Dataset rows
(begin)
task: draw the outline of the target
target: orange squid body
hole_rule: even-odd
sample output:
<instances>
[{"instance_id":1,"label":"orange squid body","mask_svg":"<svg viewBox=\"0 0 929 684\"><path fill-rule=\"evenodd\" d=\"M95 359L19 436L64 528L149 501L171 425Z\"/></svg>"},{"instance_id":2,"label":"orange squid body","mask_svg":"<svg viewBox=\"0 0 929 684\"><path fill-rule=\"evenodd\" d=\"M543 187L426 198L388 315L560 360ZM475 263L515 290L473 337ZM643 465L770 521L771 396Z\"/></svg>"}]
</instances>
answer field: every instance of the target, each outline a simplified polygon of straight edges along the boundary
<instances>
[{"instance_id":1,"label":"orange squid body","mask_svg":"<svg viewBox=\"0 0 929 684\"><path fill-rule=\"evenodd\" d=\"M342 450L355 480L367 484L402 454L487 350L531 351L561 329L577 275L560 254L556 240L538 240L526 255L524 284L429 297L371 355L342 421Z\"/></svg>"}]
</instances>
(end)
Return every line of the data above without any change.

> COMPLETE ANSWER:
task: draw the outline of the target
target: orange squid body
hole_rule: even-odd
sample output:
<instances>
[{"instance_id":1,"label":"orange squid body","mask_svg":"<svg viewBox=\"0 0 929 684\"><path fill-rule=\"evenodd\" d=\"M95 359L19 436L64 528L149 501L171 425Z\"/></svg>"},{"instance_id":2,"label":"orange squid body","mask_svg":"<svg viewBox=\"0 0 929 684\"><path fill-rule=\"evenodd\" d=\"M543 187L426 198L388 315L560 360ZM475 263L515 290L473 337ZM643 465L770 521L771 396Z\"/></svg>"}]
</instances>
answer field: every instance of the target, each outline a simplified polygon of straight edges along the boundary
<instances>
[{"instance_id":1,"label":"orange squid body","mask_svg":"<svg viewBox=\"0 0 929 684\"><path fill-rule=\"evenodd\" d=\"M342 450L355 480L367 484L402 454L487 350L531 351L561 329L577 275L560 254L556 240L538 240L526 255L524 284L429 297L371 355L342 421Z\"/></svg>"}]
</instances>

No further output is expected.